**Work instruction:** Please reproduce exactly the line that contains "spot the railing baluster." and every line after it through the end of the records below, adding nothing else.

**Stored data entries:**
##############################

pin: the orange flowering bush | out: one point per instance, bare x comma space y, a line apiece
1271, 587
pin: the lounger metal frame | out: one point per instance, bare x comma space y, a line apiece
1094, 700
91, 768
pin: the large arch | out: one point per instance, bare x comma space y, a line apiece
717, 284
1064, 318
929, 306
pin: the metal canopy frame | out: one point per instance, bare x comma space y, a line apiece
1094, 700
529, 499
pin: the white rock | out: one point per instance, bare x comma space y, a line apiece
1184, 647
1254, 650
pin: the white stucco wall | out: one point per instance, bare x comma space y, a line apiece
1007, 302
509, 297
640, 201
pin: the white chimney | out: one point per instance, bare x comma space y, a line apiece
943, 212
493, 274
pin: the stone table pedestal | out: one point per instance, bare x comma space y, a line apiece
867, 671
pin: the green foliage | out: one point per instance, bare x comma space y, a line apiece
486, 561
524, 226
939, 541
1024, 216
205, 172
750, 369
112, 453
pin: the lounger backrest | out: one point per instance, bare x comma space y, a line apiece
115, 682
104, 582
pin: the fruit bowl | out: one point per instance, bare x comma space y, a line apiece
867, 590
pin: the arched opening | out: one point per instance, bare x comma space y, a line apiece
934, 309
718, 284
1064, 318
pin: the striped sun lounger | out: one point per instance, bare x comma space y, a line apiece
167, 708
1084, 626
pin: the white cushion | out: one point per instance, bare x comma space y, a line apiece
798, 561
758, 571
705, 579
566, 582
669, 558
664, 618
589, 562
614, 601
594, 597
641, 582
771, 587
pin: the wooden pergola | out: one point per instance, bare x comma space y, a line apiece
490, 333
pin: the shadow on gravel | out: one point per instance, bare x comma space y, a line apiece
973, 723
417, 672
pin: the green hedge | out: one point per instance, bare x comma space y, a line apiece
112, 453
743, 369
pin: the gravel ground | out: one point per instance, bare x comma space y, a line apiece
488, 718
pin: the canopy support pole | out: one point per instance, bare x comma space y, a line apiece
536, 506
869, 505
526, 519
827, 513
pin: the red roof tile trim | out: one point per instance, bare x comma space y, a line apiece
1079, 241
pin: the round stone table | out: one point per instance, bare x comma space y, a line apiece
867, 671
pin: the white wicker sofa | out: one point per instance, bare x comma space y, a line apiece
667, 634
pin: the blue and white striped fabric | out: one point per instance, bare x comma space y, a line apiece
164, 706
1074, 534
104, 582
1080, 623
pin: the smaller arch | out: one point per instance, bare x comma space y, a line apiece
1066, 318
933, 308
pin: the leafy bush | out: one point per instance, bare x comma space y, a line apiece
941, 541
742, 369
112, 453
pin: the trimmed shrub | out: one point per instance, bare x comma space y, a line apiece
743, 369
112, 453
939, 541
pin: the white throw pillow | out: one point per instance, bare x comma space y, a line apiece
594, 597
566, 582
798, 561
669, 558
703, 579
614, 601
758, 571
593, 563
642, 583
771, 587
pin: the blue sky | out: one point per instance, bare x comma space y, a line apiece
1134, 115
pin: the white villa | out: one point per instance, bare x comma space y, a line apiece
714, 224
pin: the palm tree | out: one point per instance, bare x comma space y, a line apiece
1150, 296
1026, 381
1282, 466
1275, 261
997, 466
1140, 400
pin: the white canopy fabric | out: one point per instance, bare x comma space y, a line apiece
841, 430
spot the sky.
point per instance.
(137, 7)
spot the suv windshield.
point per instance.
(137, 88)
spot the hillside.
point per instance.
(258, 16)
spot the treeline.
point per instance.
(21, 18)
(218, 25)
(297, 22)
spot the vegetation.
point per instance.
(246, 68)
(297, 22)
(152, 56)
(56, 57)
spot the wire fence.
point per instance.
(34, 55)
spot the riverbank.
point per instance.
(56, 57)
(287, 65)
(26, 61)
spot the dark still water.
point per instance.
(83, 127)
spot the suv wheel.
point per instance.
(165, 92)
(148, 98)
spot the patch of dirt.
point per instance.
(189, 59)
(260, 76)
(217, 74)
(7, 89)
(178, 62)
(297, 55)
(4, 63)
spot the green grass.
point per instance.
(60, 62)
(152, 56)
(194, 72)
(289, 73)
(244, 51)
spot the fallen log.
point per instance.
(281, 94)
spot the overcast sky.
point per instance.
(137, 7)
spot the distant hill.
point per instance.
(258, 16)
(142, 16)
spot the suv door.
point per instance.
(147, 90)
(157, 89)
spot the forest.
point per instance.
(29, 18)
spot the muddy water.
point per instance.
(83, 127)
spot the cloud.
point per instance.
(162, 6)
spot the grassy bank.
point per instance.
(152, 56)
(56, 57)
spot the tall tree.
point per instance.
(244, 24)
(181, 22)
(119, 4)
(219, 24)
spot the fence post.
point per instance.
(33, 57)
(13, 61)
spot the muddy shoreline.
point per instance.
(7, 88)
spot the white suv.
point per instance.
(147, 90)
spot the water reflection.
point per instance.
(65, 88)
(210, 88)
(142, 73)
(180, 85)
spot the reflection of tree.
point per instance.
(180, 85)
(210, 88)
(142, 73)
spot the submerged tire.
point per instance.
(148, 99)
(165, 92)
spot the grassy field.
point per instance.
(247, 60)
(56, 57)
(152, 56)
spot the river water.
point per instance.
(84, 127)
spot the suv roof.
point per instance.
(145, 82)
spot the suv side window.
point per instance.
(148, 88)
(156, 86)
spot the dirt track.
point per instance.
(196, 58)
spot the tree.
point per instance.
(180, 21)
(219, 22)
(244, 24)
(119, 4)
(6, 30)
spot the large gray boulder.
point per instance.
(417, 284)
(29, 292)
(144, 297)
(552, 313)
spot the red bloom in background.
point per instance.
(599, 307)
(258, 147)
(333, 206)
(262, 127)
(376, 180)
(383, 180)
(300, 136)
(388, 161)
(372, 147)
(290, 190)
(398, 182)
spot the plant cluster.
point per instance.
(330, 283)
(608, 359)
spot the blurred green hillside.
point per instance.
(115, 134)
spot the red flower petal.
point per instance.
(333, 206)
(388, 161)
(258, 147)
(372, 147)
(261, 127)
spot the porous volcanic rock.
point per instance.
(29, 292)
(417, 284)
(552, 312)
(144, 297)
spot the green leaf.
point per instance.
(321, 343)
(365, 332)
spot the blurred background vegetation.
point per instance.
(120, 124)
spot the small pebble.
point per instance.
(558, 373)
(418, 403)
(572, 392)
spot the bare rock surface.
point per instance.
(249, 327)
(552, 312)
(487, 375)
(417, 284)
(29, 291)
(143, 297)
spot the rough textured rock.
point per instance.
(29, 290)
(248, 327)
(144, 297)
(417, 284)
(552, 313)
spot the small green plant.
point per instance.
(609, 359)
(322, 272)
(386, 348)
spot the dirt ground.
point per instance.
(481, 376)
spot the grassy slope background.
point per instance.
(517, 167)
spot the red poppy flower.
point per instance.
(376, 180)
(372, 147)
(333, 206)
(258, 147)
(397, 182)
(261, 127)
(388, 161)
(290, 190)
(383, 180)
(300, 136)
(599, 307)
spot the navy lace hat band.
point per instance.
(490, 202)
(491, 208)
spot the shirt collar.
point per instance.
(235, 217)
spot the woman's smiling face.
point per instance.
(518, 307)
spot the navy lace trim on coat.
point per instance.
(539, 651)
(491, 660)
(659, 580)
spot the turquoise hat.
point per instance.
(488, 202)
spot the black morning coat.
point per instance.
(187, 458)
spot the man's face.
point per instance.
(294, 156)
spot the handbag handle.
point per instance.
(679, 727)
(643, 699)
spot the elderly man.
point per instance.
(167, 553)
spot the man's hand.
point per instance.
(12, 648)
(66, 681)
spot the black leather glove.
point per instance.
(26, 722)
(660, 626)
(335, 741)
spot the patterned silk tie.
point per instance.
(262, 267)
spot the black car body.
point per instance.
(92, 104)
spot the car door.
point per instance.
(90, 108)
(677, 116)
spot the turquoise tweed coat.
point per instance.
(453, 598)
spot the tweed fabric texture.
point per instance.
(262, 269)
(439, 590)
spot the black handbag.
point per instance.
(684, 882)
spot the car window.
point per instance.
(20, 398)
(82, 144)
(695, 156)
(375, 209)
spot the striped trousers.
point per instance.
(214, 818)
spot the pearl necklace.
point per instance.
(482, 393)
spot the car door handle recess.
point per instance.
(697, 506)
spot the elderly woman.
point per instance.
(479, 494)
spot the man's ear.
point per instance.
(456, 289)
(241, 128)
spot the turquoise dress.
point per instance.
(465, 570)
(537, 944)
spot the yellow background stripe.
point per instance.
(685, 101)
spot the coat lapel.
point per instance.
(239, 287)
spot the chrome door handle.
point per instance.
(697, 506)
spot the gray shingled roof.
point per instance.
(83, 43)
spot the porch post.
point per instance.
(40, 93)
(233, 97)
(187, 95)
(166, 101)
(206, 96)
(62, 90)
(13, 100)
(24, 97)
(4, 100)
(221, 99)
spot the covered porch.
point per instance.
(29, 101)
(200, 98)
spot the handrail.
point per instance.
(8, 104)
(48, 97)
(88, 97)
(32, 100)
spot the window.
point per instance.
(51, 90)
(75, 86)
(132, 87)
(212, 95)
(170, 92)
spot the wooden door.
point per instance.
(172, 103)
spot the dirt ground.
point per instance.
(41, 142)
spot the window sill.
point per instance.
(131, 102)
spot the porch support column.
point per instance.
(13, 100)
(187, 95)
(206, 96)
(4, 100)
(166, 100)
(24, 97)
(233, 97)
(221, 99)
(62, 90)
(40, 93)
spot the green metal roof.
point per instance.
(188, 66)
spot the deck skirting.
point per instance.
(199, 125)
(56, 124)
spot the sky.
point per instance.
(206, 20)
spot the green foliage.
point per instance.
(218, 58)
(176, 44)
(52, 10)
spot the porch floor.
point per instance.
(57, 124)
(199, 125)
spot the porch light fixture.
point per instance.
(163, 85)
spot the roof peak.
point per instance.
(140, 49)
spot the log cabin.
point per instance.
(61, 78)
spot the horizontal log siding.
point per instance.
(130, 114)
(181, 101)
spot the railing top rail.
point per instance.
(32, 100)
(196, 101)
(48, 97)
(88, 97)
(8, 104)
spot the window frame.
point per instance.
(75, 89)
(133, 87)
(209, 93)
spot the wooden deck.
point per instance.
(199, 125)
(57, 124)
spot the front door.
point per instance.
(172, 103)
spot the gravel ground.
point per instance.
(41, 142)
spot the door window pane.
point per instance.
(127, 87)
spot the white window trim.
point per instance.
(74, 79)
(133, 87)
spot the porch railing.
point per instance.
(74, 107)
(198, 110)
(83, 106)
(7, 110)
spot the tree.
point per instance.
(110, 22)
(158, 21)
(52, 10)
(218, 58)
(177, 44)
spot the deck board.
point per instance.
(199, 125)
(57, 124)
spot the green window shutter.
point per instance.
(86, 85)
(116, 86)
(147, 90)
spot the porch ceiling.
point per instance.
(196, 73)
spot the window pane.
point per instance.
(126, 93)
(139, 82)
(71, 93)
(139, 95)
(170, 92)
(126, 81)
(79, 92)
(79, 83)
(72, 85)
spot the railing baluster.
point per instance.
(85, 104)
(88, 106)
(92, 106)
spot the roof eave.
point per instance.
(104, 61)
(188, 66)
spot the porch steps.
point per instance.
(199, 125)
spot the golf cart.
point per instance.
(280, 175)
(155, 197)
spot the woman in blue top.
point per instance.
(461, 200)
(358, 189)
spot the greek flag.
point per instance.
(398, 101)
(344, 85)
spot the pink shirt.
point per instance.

##############################

**Your response:**
spot the railing baluster.
point per instance.
(85, 104)
(88, 106)
(92, 106)
spot the roof eave.
point per instance.
(104, 61)
(188, 66)
spot the porch steps.
point per instance.
(199, 125)
spot the golf cart.
point per instance.
(280, 175)
(155, 197)
spot the woman in blue top.
point per instance.
(461, 200)
(358, 189)
spot the greek flag.
point per instance.
(398, 101)
(344, 85)
spot the pink shirt.
point per instance.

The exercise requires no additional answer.